Text:
To come back to Mishra, still young but now a seasoned top player, if he had won in the last round instead of drawing, he would have qualified for the candidates, as he had the best tiebreak of all the participants.

Mishra set another record in that tournament in Samarkand. He became the youngest player ever to beat a world champion. Against Gukesh, he sacrificed a piece for a couple of pawns on the thirteenth move and, after a long battle, won a rook endgame after 61 moves.

A video showed Mishra shaking with hands, head, and body towards the end. You could also see how correctly these young players behaved after the game. Gukesh did not look happy, but he shook hands with Mishra politely, signed his score sheet, and when he walked outside, he even found the time to sign the  chess books that some children had brought with them. There are great players who would have reacted differently.

Records provided:
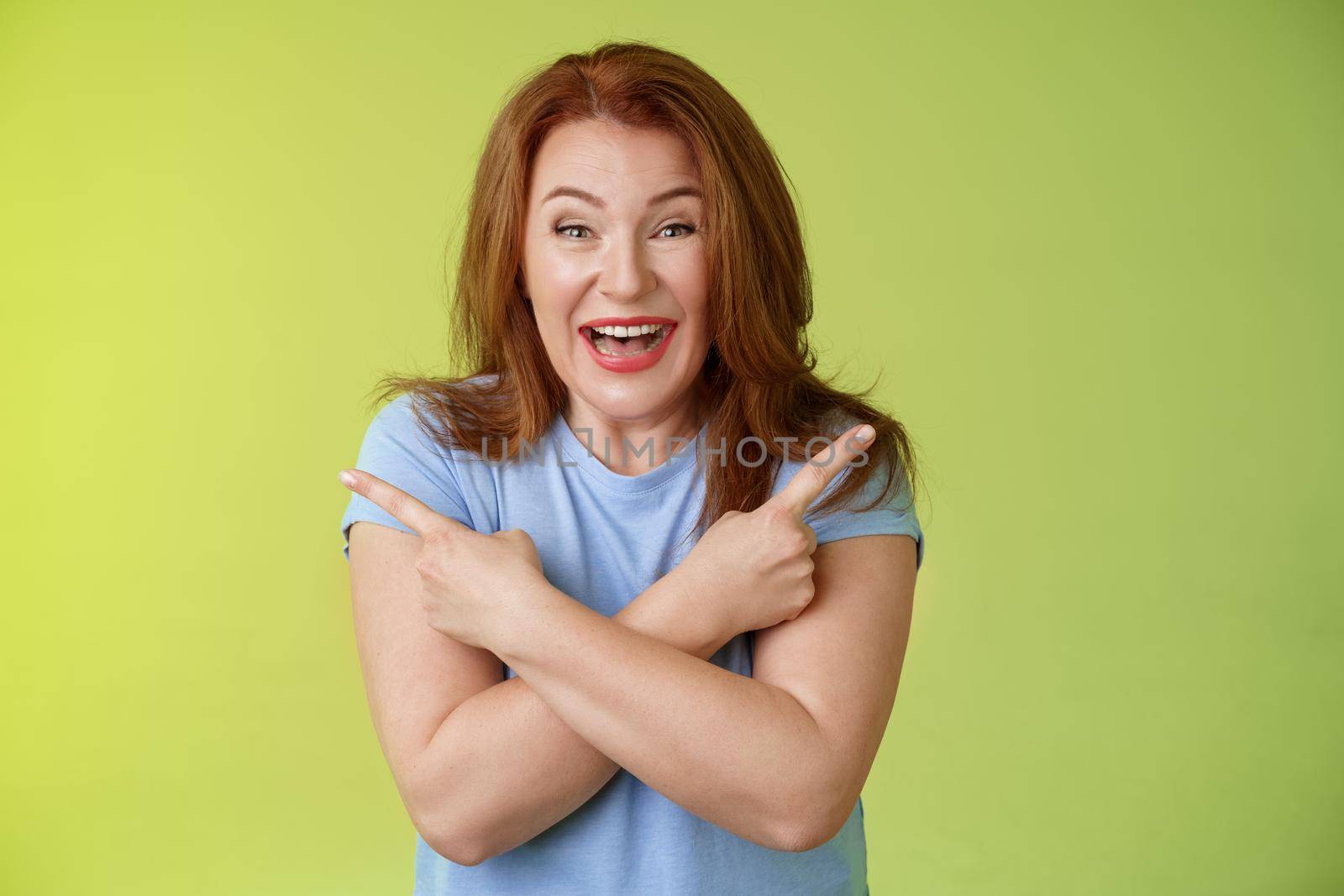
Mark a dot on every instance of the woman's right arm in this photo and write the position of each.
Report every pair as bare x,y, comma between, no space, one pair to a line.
481,763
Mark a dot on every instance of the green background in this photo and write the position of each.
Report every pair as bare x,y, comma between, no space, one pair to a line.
1093,249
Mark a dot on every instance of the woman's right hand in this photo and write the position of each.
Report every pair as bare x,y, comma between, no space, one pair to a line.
754,570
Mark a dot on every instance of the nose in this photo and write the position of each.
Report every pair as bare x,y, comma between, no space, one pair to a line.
627,273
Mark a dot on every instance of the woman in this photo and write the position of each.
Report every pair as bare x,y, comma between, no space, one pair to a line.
656,669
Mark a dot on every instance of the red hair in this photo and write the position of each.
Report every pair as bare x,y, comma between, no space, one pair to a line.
759,365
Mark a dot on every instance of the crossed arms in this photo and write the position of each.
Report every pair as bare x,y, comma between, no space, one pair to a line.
484,763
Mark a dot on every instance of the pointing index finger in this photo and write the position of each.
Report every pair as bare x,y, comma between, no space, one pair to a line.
812,479
401,506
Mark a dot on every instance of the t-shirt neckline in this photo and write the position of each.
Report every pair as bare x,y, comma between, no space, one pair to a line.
591,464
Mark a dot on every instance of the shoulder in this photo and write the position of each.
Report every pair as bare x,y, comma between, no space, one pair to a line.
893,515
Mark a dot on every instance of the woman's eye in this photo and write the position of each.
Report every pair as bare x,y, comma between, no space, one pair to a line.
566,228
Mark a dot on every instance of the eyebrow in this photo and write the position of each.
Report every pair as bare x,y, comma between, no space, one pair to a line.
589,197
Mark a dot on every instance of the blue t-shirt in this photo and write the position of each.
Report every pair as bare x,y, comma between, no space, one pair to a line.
604,537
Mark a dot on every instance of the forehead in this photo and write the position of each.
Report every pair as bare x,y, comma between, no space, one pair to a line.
611,159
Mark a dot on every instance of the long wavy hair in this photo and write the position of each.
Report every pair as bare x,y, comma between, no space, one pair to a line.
759,365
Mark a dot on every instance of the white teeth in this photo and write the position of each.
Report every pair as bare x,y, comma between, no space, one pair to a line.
638,329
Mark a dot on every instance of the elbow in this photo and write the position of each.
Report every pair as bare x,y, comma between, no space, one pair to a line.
454,837
452,844
813,817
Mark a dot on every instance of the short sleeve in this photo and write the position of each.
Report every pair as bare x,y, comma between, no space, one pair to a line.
893,516
400,453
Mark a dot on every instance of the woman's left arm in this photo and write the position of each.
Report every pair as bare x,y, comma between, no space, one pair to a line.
779,758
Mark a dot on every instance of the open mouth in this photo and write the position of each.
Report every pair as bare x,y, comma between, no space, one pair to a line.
627,342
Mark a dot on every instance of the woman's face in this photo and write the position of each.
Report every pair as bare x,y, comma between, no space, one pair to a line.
613,238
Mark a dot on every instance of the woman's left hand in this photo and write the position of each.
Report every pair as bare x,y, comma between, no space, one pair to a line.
472,582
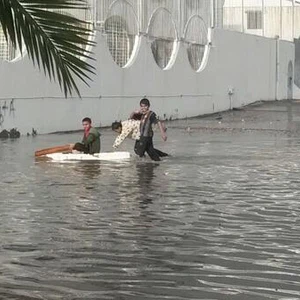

Problems:
1. Decide whether each statement below agrees with the passage on Mishra, and answer yes or no, quoting the words from the passage that settle it.
(a) Mishra won his game in the last round.
(b) Mishra's win against Gukesh came in a rook endgame after 61 moves.
(c) Gukesh left without shaking hands with Mishra.
2. Carry on the passage on Mishra from its last sentence.

Answer list:
1.
(a) No: "if he had won in the last round instead of drawing"
(b) Yes: "won a rook endgame after 61 moves"
(c) No: "he shook hands with Mishra politely"

2.
The child that everyone was watching was of course the youngest participant, Yagiz Kaan Erdogmus, 14, from Turkey. He scored 6 out of 11 and showed that he can compete at the highest level. He drew against the world champion, beat Levon Aronian, and won a wild game against Aditya Mittal, 18, from India, which the English commentator Daniel King called the Turkish Immortal.

The final position, in which White, with the enormous material superiority of two queens against a rook, is checkmated, is worthy of being captured by an artist, and I believe that has already happened.